## PASSAGE GIVEN
# Decent rifle under 400 and cheap decent scopes!



## gooseboy (Sep 13, 2005)

Hey guys im looking for a decent rifle under 400 dollars that would be able to take down deer, coyotes, hog, and other things. Im pretty set on either the 270. or the 30-06. Anyone know of a rifle under 400 bucks?


----------



## WOLFGANG (Feb 19, 2006)

hello gooseboy look in my post "package gun shootoff."alot of other shooters and hunters gave me excellent advice on some nice affordable rifles.and which ones i should be skeptical about buying.good luck.


----------



## gooseboy (Sep 13, 2005)

Hey thanks i looked at that right after i made this thread and the Mossberg looks good. I dont know about scopes though because i cant find any websights that have the MSRP of the scopes.


----------



## Remington 7400 (Dec 14, 2005)

I wouldn't advise you to buy the Mossberg rifle. It is a direct copy of the Raptor rifle. A company that went out of business some time ago, seems like Mossberg bought the company and machinery. Raptor rifles had a reputation for terriable accuray and poor reliability. For the money I would rather have the Savage 110 Package than the Raptor, and keep in muind that I am by no means a Savage fan.

For a good cost effective rifle it is hard to beat a Remington 700 ADL synthetic, I have had a number of these over the years they were all excellant shooters, the best a .243 would shoot 1/2 inch MOA at 150 yards, and the worst a .257 Roberts would still print 2 inches at 100 yards.


----------



## Gohon (Feb 14, 2005)

If you're going to get a Remington 700 ADL you had better hurry. They discontinued the ADL in 2004.


----------



## huntin1 (Nov 14, 2003)

Go with a Savage you'll get a great rifle at a decent price.

Scopes: sorry IMO decent and cheap should not be used in the same sentence when referring to glass. A decent scope will cost nearly as much as the rifle, a good scope will cost as much as the rifle and a great scope will cost several times what the rifle will cost.

huntin1


----------



## gooseboy (Sep 13, 2005)

Hey sorry guys but can you list some of the prices of the rifles listed i cant find them. Thanks!


----------



## honkbuster3 (Jan 11, 2006)

A remington model 710 package with scope only costs $350. I used to have on and loved it. It comes in .270 and probably 30-06. The 270 is a great caliber :beer:


----------



## gooseboy (Sep 13, 2005)

I heard the scope and rifle suck though.

My friend told me i can get a Savage Stevens or something for 300 bucks is this true?


----------

## TASK INPUT

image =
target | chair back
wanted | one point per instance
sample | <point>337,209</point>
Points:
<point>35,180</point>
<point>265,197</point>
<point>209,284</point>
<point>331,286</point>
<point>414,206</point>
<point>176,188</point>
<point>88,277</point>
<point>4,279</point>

## REQUIRED ACTIONS
a) Translate this sentence from the rifle thread into Spanish: "They discontinued the ADL in 2004."
b) Reproduce every line of the records, requests included, shifting each coordinate in the answer points by adding 36 to it.
The rifle thread has no connection to the records.

## RESULTS OF THE EXERCISE
a) Dejaron de fabricar el ADL en 2004.

b)
image =
target | chair back
wanted | one point per instance
sample | <point>337,209</point>
Points:
<point>71,216</point>
<point>301,233</point>
<point>245,320</point>
<point>367,322</point>
<point>450,242</point>
<point>212,224</point>
<point>124,313</point>
<point>40,315</point>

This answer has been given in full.